PROMPT » Write the next part of the passage on building the permanent image, continuing from its last line.

EXCERPTED PASSAGE »
╔══
Building the second (permanent) image

While running in the kexecboot system, you can build the permanent image and copy it to the device with ssh

build-machine$ nix-build -I liminix-config=./examples/arhcive.nix \
  --arg device "import ./devices/gl-ar750"
  -A outputs.default && \
  (tar chf - result | ssh root@the-device tar -C /run -xvf -)

build-machine$ tar chf - result/firmware.bin | \
 ssh root@the-device tar -C /run -xvf -

Next you need to connect to the device and locate the “firmware” partition, which you can do with a combination of dmesg output and the contents of /proc/mtd

<5>[    0.469841] Creating 4 MTD partitions on "spi0.0":
<5>[    0.474837] 0x000000000000-0x000000040000 : "u-boot"
<5>[    0.480796] 0x000000040000-0x000000050000 : "u-boot-env"
<5>[    0.487056] 0x000000050000-0x000000060000 : "art"
<5>[    0.492753] 0x000000060000-0x000001000000 : "firmware"

# cat /proc/mtd
dev:    size   erasesize  name
mtd0: 00040000 00001000 "u-boot"
mtd1: 00010000 00001000 "u-boot-env"
mtd2: 00010000 00001000 "art"
╚══
INFORMATION SHOWN »
╔══
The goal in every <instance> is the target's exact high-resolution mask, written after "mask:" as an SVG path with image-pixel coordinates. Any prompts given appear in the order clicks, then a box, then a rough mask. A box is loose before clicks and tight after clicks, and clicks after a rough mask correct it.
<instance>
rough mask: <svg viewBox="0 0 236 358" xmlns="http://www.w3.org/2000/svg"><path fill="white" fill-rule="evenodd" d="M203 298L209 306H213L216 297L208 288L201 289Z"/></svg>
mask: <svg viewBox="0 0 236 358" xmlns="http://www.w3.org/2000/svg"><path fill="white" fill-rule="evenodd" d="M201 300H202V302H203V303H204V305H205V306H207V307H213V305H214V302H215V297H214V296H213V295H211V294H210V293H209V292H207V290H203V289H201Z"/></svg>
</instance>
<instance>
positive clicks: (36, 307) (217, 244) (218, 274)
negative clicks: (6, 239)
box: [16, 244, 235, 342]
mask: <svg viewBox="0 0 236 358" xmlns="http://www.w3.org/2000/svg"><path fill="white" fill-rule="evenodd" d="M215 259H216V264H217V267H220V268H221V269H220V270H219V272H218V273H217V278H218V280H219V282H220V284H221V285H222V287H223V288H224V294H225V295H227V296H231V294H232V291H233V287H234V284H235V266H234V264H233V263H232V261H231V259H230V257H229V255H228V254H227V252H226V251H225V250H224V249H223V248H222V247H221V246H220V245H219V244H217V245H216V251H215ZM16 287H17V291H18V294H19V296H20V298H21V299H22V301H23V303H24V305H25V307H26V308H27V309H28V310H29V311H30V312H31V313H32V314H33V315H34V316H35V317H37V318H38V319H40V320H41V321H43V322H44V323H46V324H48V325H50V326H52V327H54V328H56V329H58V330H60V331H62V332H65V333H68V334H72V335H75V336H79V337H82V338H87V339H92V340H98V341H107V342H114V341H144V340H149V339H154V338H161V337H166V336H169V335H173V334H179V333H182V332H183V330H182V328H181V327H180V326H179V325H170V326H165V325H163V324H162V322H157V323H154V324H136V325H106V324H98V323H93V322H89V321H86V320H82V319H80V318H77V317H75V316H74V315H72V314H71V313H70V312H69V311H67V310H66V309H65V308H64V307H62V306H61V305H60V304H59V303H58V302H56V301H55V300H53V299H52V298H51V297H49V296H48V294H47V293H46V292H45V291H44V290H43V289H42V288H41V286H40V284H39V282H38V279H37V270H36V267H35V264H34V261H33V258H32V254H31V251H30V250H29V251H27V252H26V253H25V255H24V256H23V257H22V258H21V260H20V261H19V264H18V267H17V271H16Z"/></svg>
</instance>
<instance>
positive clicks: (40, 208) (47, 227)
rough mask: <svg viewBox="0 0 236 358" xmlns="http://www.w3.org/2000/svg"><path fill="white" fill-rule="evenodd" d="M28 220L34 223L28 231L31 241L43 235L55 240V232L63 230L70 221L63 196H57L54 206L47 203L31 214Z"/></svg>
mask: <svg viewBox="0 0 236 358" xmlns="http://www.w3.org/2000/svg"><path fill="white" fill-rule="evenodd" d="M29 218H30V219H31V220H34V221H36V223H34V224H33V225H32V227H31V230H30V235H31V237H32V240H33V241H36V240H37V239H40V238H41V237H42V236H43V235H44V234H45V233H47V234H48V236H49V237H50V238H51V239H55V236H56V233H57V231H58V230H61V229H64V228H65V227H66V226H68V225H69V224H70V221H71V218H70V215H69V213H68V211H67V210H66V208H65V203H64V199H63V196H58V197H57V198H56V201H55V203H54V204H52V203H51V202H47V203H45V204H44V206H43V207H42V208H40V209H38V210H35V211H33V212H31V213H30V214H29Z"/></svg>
╚══
EXERCISE RESPONSE »
mtd3: 00fa0000 00001000 "firmware"
mtd4: 002a0000 00001000 "kernel"
mtd5: 00d00000 00001000 "rootfs"

Now run (in this example)

flashcp -v firmware.bin /dev/mtd3

“I know my new image is good, can I skip the intermediate step?”

In addition to giving you a chance to see if the new image works, this two-step process ensures that you’re not copying the new image over the top of the active root filesystem. Sometimes it works, but you will at least need physical access to the device to power-cycle it because it will be effectively frozen afterwards.

Flashing from the boot monitor

If you are prepared to open the device and have a TTL serial adaptor of some kind to connect it to, you can probably use U-Boot and a TFTP server to download and flash the image. This is quite hardware-specific, and sometimes involves soldering: please refer to U-Boot and serial shenanigans.

Flashing from OpenWrt

Caution

Untested! A previous version of these instructions (without the -e flag) led to bricking the device when flashing a jffs2 image. If you are reading this message, nobody has yet reported on whether the new instructions are any better.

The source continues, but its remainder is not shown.